- **Written tasks**
1. In the game reward passage, reproduce the part between "Gameplay needs to" and "to the top.", inclusive, switching "hills" to "mountains" each time it appears.
2. In the passage on game rewards, give the first word of each sentence, in order.
3. Carry the passage on game rewards forward with new sentences that follow its last one.

- **Source extract**
========================================
Gameplay needs to stop putting the rewards at the end, at least as a meaningful advancement. Completing a challenge indicates you have the skills necessary to add to your understanding necessary for what is coming next (or at the next level of challenges, prefering a playfield rather than a single line of tasks). It should not give you that ‘level shaped like a vambrace’ which gives you just enough stat mod gains to move along in a predetermined series of encounters and activities.
Why focus on making the avatar better, when you can make the player better?
The “Boy Scout Parable” reminds me of something I just wrote up in http://www.mxac.com.au/drt/NutritionalGameDesign.htm :
If people know you’re sticking a million dollars on top of hills, they will only climb those hills with a million dollars on top, and they will only care about getting to the top.
========================================
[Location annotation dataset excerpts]
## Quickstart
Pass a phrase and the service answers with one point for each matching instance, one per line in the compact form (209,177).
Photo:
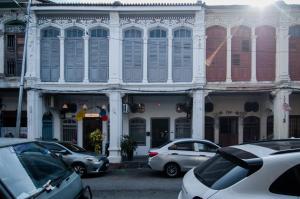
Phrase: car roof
(4,142)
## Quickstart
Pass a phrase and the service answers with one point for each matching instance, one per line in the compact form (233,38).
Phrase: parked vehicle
(262,170)
(29,170)
(82,161)
(181,155)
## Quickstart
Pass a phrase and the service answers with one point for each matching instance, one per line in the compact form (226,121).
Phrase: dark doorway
(228,131)
(160,131)
(251,129)
(90,124)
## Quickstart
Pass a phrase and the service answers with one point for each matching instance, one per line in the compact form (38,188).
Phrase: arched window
(98,55)
(50,54)
(133,55)
(182,54)
(209,128)
(158,56)
(183,128)
(294,51)
(241,53)
(47,130)
(69,130)
(137,130)
(216,53)
(14,34)
(251,129)
(265,53)
(74,55)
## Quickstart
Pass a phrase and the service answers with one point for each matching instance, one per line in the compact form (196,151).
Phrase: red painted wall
(216,58)
(265,53)
(294,57)
(241,72)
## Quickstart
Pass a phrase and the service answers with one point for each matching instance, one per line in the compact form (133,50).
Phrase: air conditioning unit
(125,108)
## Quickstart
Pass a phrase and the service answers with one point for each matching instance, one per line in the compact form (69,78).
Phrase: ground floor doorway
(90,124)
(159,131)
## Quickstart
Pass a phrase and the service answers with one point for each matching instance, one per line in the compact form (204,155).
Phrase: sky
(208,2)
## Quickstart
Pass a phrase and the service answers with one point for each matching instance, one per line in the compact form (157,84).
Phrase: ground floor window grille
(182,128)
(69,127)
(137,130)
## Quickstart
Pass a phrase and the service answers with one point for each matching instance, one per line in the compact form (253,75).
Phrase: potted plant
(128,146)
(96,140)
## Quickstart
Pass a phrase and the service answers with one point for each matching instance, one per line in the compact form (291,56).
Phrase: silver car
(82,161)
(28,170)
(181,155)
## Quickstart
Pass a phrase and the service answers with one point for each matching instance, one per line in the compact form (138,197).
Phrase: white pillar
(228,68)
(170,44)
(86,58)
(1,49)
(282,54)
(145,57)
(115,49)
(253,55)
(198,115)
(115,114)
(34,114)
(62,57)
(281,116)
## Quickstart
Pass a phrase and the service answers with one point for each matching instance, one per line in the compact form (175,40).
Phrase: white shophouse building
(162,72)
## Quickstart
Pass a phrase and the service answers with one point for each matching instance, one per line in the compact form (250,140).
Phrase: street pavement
(133,184)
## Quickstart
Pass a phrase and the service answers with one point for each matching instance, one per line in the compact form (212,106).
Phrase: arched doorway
(251,129)
(47,130)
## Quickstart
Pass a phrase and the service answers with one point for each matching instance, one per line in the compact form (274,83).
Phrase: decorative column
(62,57)
(86,57)
(145,57)
(170,48)
(115,49)
(1,49)
(281,114)
(228,68)
(34,114)
(198,115)
(282,53)
(115,114)
(253,55)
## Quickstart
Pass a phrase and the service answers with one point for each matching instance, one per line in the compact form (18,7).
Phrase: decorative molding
(83,20)
(169,21)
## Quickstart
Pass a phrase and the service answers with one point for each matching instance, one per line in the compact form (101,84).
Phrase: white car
(262,170)
(181,155)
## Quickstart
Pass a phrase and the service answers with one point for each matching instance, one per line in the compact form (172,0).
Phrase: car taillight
(152,154)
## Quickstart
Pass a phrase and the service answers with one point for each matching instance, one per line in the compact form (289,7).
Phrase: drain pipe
(21,89)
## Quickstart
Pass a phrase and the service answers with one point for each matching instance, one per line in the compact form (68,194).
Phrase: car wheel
(80,169)
(172,170)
========================================
- **Answers to the problems**
1.
Gameplay needs to stop putting the rewards at the end, at least as a meaningful advancement. Completing a challenge indicates you have the skills necessary to add to your understanding necessary for what is coming next (or at the next level of challenges, prefering a playfield rather than a single line of tasks). It should not give you that ‘level shaped like a vambrace’ which gives you just enough stat mod gains to move along in a predetermined series of encounters and activities.
Why focus on making the avatar better, when you can make the player better?
The “Boy Scout Parable” reminds me of something I just wrote up in http://www.mxac.com.au/drt/NutritionalGameDesign.htm :
If people know you’re sticking a million dollars on top of mountains, they will only climb those mountains with a million dollars on top, and they will only care about getting to the top.

2.
Gameplay
Completing
It
Why
The
If

3.
That is like saying that reading the spark notes for Hamlet is an acceptable method of interpretation.
Something that’s always puzzled me – why is cheating so often free?
One of the strengths of MMOs is supposed to be “emergent gameplay.” Information trading seems like a potential market that can be gamed. I would think some of the people who first crack some puzzles (whether it’s flax growing strategies in A Tale in the Desert, or raid strategies in WoW) would try to capitalize on their comparative advantage while they have it. Maybe the ego boost of showing others is more valuable to an early achiever. Maybe the transaction costs are too high.
When information can be commoditized (blue prints in Eve, for example) markets to develop.
You know, it occurs to me just now that if the level-shaped-like-a-vambrace appropriately repositioned you along the XP curve, it wouldn’t be half the issue it is. It’s widely understood that a Lv. 13 character killing Lv. 10 goons won’t (shouldn’t) make as much relative progress as a Lv. 10 character would; of course people cry foul when this very deeply built-in rule of the game is violated (waaay too strong of a word, but I’d rather not camp the Thesauri for a Synonym drop).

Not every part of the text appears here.